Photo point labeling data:

________________________________________

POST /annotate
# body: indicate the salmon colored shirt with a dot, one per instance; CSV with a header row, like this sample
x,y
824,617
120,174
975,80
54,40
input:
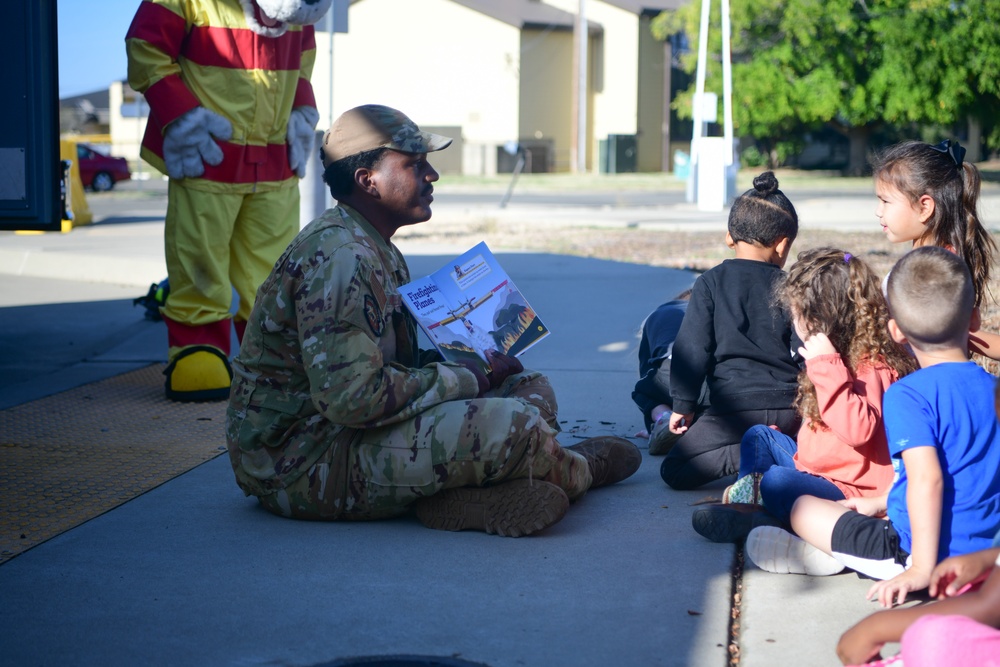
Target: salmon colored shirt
x,y
851,449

________________________________________

**TASK GOAL:**
Pick out every line of the data that contains the word "salmon", and copy each one.

**SOLUTION TO THIS TASK:**
# body: indicate the salmon colored shirt with a dot, one per instance; CSV with a header row, like this sample
Target: salmon colored shirt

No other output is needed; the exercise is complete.